WORK INSTRUCTIONS :: Gather every line of the data below that contains the word "positive" and copy those lines.

INFORMATION GIVEN ::
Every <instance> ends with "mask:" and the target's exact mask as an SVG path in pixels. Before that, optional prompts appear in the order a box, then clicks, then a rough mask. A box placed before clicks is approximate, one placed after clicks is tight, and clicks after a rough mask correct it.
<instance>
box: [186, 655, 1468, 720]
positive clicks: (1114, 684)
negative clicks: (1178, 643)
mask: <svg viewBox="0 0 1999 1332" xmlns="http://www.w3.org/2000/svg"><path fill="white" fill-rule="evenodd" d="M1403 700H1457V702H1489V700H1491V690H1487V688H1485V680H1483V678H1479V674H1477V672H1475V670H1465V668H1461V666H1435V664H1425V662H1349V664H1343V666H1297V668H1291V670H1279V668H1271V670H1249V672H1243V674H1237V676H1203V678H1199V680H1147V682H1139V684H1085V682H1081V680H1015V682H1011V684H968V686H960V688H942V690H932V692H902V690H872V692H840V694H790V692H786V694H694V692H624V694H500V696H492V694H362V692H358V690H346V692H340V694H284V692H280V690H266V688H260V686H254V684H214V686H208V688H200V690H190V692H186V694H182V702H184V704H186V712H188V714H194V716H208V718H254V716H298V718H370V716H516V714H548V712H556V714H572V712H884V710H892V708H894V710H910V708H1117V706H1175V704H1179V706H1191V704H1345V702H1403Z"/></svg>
---
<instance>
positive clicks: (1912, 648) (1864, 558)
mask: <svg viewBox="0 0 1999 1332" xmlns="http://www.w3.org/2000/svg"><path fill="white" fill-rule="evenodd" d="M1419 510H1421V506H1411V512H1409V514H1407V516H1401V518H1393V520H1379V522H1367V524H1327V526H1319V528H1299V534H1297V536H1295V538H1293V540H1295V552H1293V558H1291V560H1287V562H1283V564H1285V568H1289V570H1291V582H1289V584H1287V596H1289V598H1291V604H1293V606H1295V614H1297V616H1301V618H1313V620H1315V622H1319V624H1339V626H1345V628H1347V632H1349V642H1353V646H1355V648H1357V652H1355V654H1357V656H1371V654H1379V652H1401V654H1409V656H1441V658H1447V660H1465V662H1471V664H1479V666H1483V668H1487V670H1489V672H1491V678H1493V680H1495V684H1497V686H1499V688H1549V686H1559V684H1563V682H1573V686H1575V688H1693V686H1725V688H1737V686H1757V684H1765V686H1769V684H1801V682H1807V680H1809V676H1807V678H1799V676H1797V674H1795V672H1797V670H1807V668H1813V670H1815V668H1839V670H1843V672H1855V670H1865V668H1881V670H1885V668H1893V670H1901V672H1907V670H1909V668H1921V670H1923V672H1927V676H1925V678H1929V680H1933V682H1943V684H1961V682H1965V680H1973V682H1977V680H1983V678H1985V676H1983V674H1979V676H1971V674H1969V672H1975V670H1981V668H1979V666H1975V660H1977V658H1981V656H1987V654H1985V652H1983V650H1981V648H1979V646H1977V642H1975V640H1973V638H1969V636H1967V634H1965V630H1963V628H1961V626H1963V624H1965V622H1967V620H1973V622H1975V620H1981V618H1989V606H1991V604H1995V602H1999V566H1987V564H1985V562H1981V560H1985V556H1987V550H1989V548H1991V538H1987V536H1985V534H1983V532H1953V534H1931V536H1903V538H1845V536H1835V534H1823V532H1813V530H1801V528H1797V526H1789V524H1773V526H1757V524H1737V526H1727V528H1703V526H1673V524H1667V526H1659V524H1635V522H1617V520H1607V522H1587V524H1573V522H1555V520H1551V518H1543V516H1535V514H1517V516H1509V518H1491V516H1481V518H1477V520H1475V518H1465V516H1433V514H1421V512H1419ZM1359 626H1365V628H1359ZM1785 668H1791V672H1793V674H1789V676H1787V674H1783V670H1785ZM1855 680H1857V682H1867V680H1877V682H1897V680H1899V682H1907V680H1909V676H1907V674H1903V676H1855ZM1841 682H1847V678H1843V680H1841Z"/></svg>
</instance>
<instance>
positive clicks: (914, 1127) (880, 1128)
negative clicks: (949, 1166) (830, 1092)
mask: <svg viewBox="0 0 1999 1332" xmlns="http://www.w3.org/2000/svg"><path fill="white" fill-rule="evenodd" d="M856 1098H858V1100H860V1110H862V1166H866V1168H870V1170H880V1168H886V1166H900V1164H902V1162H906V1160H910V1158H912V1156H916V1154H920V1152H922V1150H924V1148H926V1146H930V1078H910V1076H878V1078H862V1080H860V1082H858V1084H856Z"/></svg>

PROBLEM SOLUTION ::
positive clicks: (1114, 684)
positive clicks: (1912, 648) (1864, 558)
positive clicks: (914, 1127) (880, 1128)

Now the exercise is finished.